WHAT YOU WILL DO:
Starting at the line with "For the evaluation, point out each instance of the white" and running through the end of the rows below, give each line as a Markdown table with the columns Nr and Line, numbering the lines and skipping blank ones. Leave the pictures out.

----- DATA EXCERPTS -----

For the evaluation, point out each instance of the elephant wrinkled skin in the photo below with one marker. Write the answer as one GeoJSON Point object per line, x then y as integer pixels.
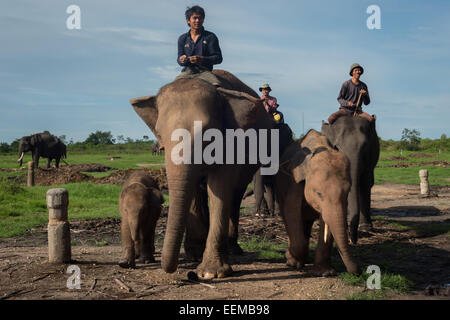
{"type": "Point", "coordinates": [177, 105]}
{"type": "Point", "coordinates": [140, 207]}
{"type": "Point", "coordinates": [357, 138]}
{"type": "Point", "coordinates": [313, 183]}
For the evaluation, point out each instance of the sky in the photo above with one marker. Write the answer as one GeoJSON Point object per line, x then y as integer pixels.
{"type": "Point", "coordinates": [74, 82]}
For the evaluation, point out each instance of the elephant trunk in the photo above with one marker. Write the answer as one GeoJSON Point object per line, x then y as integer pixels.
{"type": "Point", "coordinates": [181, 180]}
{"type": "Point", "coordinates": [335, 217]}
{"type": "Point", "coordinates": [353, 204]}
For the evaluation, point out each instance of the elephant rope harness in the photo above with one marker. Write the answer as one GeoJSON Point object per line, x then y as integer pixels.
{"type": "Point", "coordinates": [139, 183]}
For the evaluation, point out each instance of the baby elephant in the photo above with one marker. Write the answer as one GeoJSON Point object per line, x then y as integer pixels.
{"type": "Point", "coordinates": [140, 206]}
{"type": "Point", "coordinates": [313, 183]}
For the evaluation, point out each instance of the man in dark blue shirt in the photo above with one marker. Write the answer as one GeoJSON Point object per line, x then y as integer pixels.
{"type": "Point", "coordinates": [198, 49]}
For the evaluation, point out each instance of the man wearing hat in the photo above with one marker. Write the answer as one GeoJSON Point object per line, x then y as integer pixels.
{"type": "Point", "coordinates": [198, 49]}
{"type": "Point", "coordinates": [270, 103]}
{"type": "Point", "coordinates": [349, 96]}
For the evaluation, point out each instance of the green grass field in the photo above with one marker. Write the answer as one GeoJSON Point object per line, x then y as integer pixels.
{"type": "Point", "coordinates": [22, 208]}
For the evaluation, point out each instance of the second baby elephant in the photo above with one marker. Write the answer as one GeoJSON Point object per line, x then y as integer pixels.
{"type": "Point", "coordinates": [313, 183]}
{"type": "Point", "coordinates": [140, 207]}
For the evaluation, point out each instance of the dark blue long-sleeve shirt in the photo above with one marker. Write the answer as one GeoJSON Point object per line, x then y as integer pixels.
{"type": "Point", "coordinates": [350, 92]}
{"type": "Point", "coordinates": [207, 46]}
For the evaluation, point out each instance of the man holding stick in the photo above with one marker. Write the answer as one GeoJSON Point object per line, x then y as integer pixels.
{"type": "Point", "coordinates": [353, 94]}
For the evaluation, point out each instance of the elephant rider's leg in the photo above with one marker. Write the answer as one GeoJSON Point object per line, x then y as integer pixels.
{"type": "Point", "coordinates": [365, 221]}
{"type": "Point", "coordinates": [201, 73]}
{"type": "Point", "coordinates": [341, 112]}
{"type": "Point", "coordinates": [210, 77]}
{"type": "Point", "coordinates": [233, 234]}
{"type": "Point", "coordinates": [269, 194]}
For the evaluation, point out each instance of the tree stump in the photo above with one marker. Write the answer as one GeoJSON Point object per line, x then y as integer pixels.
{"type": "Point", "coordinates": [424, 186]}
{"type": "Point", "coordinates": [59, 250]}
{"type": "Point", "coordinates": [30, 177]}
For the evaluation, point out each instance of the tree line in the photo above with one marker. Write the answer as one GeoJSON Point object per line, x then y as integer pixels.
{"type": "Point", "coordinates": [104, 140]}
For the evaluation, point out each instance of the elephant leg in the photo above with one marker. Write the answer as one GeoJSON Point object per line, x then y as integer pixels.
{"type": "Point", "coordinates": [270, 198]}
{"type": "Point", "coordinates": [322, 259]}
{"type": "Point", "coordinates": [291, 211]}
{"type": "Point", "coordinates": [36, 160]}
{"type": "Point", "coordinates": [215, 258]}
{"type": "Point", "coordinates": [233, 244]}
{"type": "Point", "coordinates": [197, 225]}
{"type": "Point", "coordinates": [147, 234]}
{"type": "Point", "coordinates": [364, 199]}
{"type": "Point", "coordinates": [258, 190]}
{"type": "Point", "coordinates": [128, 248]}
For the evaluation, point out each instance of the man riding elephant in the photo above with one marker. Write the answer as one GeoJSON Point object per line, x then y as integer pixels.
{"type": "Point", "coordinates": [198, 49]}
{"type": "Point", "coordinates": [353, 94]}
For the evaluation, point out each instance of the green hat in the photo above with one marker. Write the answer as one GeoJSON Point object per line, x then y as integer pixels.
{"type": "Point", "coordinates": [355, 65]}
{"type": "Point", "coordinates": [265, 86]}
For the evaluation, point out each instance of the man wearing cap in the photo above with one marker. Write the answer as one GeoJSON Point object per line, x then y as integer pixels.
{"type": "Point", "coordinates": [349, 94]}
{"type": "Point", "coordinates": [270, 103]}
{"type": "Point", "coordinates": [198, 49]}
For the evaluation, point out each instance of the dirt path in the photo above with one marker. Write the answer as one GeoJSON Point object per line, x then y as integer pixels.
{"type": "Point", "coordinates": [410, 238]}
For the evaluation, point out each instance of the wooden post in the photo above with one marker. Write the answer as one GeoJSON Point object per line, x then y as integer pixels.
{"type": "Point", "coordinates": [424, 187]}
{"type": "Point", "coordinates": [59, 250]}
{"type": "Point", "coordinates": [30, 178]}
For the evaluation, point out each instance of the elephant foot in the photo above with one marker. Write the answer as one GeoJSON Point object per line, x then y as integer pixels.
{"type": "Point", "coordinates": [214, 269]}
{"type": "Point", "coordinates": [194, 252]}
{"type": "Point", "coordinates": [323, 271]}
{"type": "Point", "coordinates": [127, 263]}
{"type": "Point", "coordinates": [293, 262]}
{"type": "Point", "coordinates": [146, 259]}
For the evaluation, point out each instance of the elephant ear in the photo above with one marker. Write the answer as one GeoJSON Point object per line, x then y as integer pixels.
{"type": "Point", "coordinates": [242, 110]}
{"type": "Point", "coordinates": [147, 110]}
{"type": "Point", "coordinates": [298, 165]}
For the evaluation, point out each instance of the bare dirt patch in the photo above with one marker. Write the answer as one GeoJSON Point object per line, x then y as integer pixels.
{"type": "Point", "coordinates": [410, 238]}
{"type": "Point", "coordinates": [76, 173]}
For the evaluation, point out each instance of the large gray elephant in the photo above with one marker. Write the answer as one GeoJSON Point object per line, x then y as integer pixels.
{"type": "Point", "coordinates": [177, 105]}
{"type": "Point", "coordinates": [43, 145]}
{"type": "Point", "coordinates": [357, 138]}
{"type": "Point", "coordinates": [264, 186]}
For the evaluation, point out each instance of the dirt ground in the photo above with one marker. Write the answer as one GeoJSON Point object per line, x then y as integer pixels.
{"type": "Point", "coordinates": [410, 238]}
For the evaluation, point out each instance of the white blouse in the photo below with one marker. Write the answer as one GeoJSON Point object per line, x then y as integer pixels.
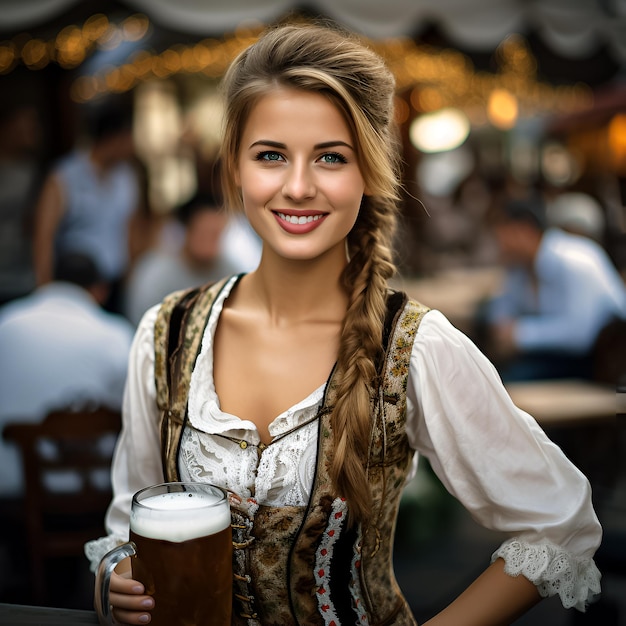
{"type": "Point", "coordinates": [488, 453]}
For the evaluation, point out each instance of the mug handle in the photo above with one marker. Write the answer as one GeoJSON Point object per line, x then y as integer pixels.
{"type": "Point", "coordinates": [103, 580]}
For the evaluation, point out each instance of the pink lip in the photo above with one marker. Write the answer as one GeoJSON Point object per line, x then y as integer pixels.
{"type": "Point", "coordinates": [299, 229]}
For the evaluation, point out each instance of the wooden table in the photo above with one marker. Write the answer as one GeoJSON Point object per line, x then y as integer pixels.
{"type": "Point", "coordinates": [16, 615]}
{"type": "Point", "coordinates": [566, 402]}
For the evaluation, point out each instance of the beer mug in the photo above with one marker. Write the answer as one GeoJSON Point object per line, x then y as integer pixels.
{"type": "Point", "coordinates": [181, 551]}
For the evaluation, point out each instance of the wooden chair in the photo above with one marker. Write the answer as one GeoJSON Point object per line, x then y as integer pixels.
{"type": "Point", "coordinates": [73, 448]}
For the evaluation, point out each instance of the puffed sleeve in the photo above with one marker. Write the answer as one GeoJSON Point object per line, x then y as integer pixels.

-----

RESULT OF THE EXERCISE:
| Nr | Line |
|---|---|
| 1 | For the evaluation, point out each instance of the white blouse in the photo below with one marker. Write the answer as one GeoJSON Point object per line, x then y as integer pixels. |
| 2 | {"type": "Point", "coordinates": [488, 453]} |
| 3 | For the evaluation, point out each instance of the mug handle in the photo above with one marker. Write the answer as one GeoJSON Point object per line, x then y as integer pixels. |
| 4 | {"type": "Point", "coordinates": [103, 580]} |
| 5 | For the evaluation, point out each instance of the pink lip in the photo above with one marker. Write the answer as one GeoJSON Point object per line, x then y as integer pixels. |
| 6 | {"type": "Point", "coordinates": [299, 229]} |
| 7 | For the evaluation, point out each instance of the wooden table in the photo above with one marker. Write the answer as one GeoJSON Point object per line, x then y as integer pixels. |
| 8 | {"type": "Point", "coordinates": [16, 615]} |
| 9 | {"type": "Point", "coordinates": [566, 402]} |
| 10 | For the evaluation, point out each instance of the beer mug in the photo above with one marker. Write the answer as one GeoJSON Point object per line, x then y as integer pixels. |
| 11 | {"type": "Point", "coordinates": [181, 551]} |
| 12 | For the evaluation, point out each instance of the wooden chair in the photo above with one marker. Write the answer as one GeoJSON Point object per line, x then y as integer pixels. |
| 13 | {"type": "Point", "coordinates": [73, 448]} |
| 14 | For the evaluation, point out each instance of the puffed sleeve in the photo above with one marker. Write the answer as one GeoJSON Point object per line, x then y as integer pixels. |